> Aim: Retype all of the data below without changing a word, and leave the pictures out.

— start of Provided entries —

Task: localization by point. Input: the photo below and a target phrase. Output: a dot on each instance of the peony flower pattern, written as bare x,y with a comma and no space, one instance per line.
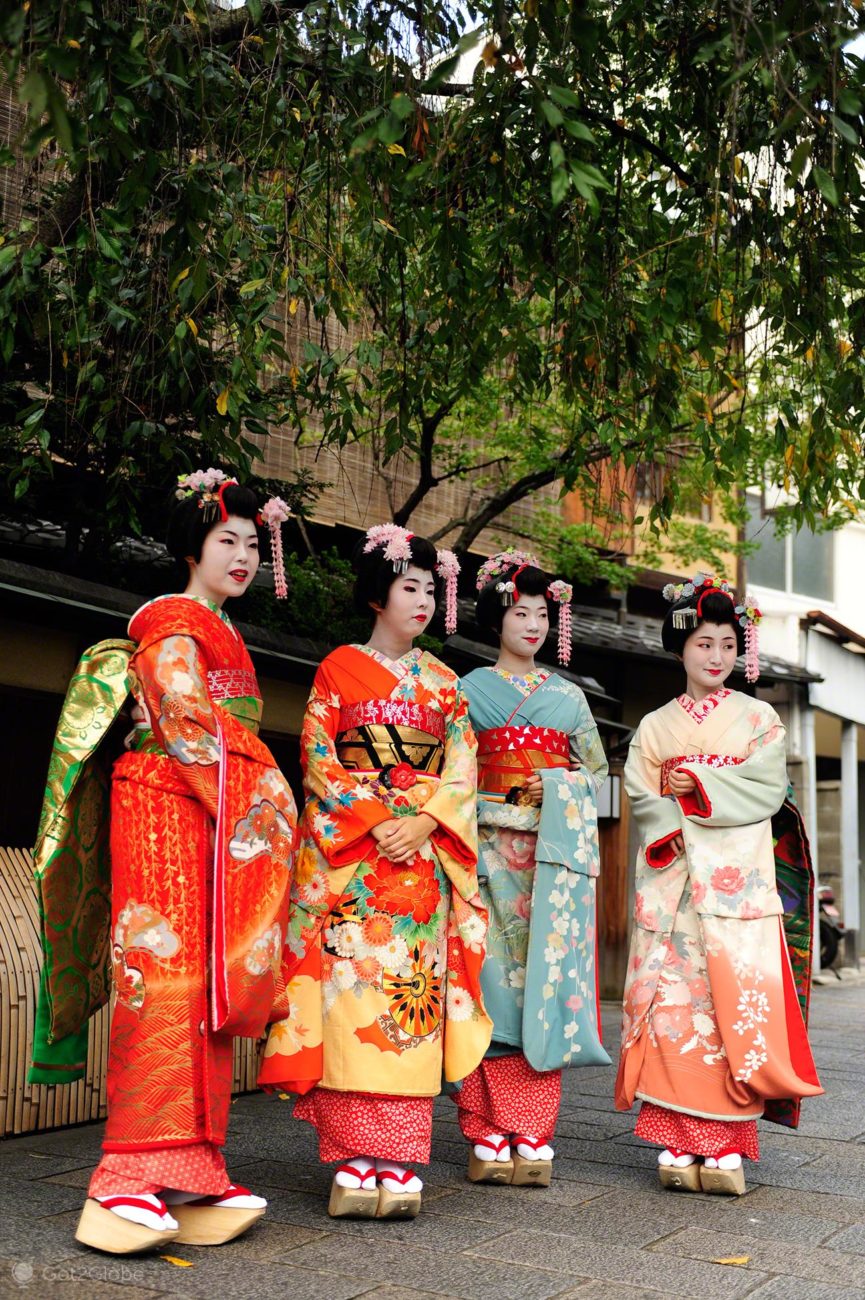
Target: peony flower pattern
139,927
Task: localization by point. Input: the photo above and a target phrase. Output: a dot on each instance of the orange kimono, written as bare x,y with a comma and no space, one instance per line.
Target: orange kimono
202,837
383,961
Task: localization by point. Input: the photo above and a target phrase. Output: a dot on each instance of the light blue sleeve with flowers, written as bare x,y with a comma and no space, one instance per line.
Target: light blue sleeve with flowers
561,1025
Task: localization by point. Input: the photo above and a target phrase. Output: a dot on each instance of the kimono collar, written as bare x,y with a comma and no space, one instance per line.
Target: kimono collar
700,709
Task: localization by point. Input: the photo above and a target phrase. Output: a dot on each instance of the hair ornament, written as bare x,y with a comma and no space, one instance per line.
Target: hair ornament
748,615
563,593
396,542
275,512
501,563
208,486
448,568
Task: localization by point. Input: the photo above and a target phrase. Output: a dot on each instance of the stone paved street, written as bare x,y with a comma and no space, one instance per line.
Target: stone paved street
604,1231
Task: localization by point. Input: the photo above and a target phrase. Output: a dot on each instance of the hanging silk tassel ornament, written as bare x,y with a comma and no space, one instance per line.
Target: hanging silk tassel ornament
275,514
448,568
563,593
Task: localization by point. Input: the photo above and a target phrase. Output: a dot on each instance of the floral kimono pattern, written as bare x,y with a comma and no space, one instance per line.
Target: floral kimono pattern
537,871
202,841
712,1027
383,960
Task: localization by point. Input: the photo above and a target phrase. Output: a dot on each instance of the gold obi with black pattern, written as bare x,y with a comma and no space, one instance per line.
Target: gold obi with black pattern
376,733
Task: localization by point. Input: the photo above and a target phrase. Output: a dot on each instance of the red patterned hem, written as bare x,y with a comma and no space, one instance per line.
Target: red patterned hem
505,1095
198,1168
358,1123
696,1135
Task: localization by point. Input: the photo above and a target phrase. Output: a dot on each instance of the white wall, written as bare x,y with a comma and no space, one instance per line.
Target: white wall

— end of Provided entries —

> Task response:
Task: localization by point. Input: the photo below and a target phrase. Output: a dot on each instance of the peony flower pattern, written as bare x,y with a comma and no space, one instance per line.
Target: peony flower pattern
139,927
Task: localization by point. Input: the photo above and a target phrase. Output: a dot on each instance of the orange kimono, written as bare x,y with a comma and no space, one instance per line.
Target: orange kimono
202,837
383,961
Task: localization by point. Input: the photo above and a target phrase. Output: a dot on each instance of the light blue sleeve with flowers, written as bare x,y with a comma and no space, one instance per line.
Target: light blue sleeve with flowers
561,1025
Task: localization by point. Input: the photo above and a target phrase. Output: a dot on each instance of the kimono collar, written as bare x,y with a comma and no space, one instance per line.
Target: kimono collar
700,709
Task: localization by point. Input: the photo above and a target phrase. Output: a dot on each instance of the hair ornament, written as bare x,y with a comma and no space, one instance per line.
Target: hair ornament
748,615
563,593
396,542
275,512
501,563
208,486
448,568
Task: localization by point. Input: the photo above and a target phrase. Output: a dot on each instance of the stone paved street, written as bare x,y with a comma and no space, one instance per line.
Target: stone paved street
604,1231
Task: localization by point. Input: the photo above and a target phrase. Output: a dot on each instance of the hanging silk tassel ornament, written as bare x,y with a comma and no space, one instance per line.
Target: hanging silk tassel ornament
275,514
448,568
563,593
Task: localization by point. Input: the photo above and a target phrase. Output: a dot on each instance of the floral kimono pattern, written as bare x,y with a comma and no space, one instance per line.
Target: floral kimono pattern
537,871
202,841
712,1027
383,960
Task: localization by point. Input: the photo above and a target phrase. Output: a dot on each instance of the gold obi with black pattern, written as bare x,y with a comma and no space, one instance per line.
Target: gold obi with black pattern
376,733
Task: localization by point. Input: the photo above and a target phrase. Output: a dot on each instance of the red patterned hem, written as bare x,y with a comma and no space, one instance per line.
Target: red patterned hem
505,1095
198,1168
358,1123
696,1135
Task: localization by point. Input: the photo above and a target phrase. Output: a dot on each instance of the white wall, written as bare x,y with a comma and no space, one instance per line.
Target: white wall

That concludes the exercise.